── Text excerpt ──
# Actual Ice And/or Snow Management Agreement



## somm (Oct 18, 2004)

*Lets all ante-up here, and post each our-own to foster professionalism and enlighten Customers !!*
Here's our actual text(sample actual account price here, for example only), with our name obscured, all may feel free to use & modify:
(dang font-style doesnt transfer well to the cut-and-paste here)

Blah Blah Incorporated
Blah Blah Avenue ; City State Town
office phone: fax: Emg'y pager, VoiceMail & Cell:
••• 2005-2006 Ice and / or Snow Management Agreement Form •••
••• MAKE NO ALTERATIONS TO THIS DOCUMENT'S TEXT UNLESS BY SEPARATE ADDENDUM ••• 
Customer: ; Main Phone: Date: 
Customer Address:

We agree to furnish pre-purchased stocks of: equipment, equipment maintenance or replacement, materials, supplies, licensing, accounting, commercial liability insurance policies, and all pre-hired labor necessary for our completion of the following:
Sign for your Choice(s): Description and Scheduling:

(A)	Dec.-Mar. SNOW PLOWINGS: When forecasted not to melt within 24 hours of any such precipitation, drive plowed and
walks cleared after Each 2-to-3-inch accumulation, unless greater exists at time of our occurrence. Prolonged storm systems always require additional plowing(s). Less than 1.5 inches of snowfall is handled as "Deicer Pellet Broadcastings." No plowing will occur 15 feet from any car.
LIMITED WARRANTY: One Snow Plowing Guaranteed within 4 Hours of any significant accumulation, primarily to occur during daylight hours.

(B)	Dec.-Mar. Deicer Pellet Broadcastings: Same scheduling and limited warranty as (A) above, except will be performed only when such precipitation amounts less than 1.5 inches constitute need for a deicing occurrence. Various Deicer Pellets 
will be broadcast prior to conditions becoming treacherous as forecasted, prior to snow plowing and/or as necessary after the last snow plowing occurrence of a storm system, and only as wholesale (not retail) lots of deicing-material supplies are available or become next available to Blah Blah Inc. Customer understands that local deicer-supply frequently depletes.

With Invoiced, Remittance Amounts As Follows (5% surcharge for each 10 days Past Due or Fraction Thereof, 15% maximum) :

Monthly Management Fee: $ 228.50 to be postdated Prior The 13th of Each of These Months Only: December, January, February. 
50% of this Fee is non-refundable/ non-applicable. 50% of this Fee to apply to selected item(s) above between each month's 10th and last Day Only.

These Amounts Also Due Within 14 consecutive days of Invoice Date of Occurrence (not date of Invoice arrival or discovery):
For prolonged storms, invoice will be sent after last snowfall or freezing rain event, not after each event :

(A)	SNOW PLOWINGS : $114.25 per each 2-3 inch occurrence, add $57 per each additional 2 inches or fraction thereof .

(B)	Deicer Pellet Broadcastings: $87 per each Deicer Pellet Broadcasting occurrence.
───
── Supplied data ──
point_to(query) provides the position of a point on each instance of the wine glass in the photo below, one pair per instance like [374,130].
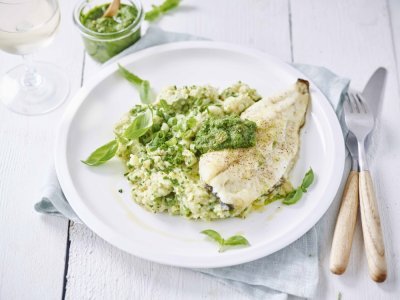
───
→ **Short exercise 1**:
Print the passage of the snow management agreement from "With Invoiced, Remittance" up to and including "Pellet Broadcasting occurrence.", word for word.
→ **Short exercise 2**:
Carry on with the snow management agreement after its final line, keeping the same contract style.

→ **Final answer 1**:
With Invoiced, Remittance Amounts As Follows (5% surcharge for each 10 days Past Due or Fraction Thereof, 15% maximum) :

Monthly Management Fee: $ 228.50 to be postdated Prior The 13th of Each of These Months Only: December, January, February. 
50% of this Fee is non-refundable/ non-applicable. 50% of this Fee to apply to selected item(s) above between each month's 10th and last Day Only.

These Amounts Also Due Within 14 consecutive days of Invoice Date of Occurrence (not date of Invoice arrival or discovery):
For prolonged storms, invoice will be sent after last snowfall or freezing rain event, not after each event :

(A)	SNOW PLOWINGS : $114.25 per each 2-3 inch occurrence, add $57 per each additional 2 inches or fraction thereof .

(B)	Deicer Pellet Broadcastings: $87 per each Deicer Pellet Broadcasting occurrence.

→ **Final answer 2**:
Notices: Blah Blah Inc. is a fully insured, licensed, and taxpaying company which fully indemnifies, defends, and agrees to hold Customer or Customer's Appointees harmless from any and all Workman's Compensation or Personal Injury Claims by Blah Blah Inc's Staff or it's Appointees ever arising from our management operations described herein upon these premises. Before, during, or after our route-based operations in your area, because the traversing of any area maintained or not maintained by us is done entirely at customer's or customer's appointees, or guests or clientele's Own Personal Risk, Customer or Customer's appointees fully indemnifies, defends and agrees to hold Blah Blah Inc. or it's appointees harmless from any and all claims by Customer or Customer's appointees, or guests or clientele ever arising from Personal Injuries sustained by Customer or Customer's appointees, or guests or clientele, upon Customer's Premises described above.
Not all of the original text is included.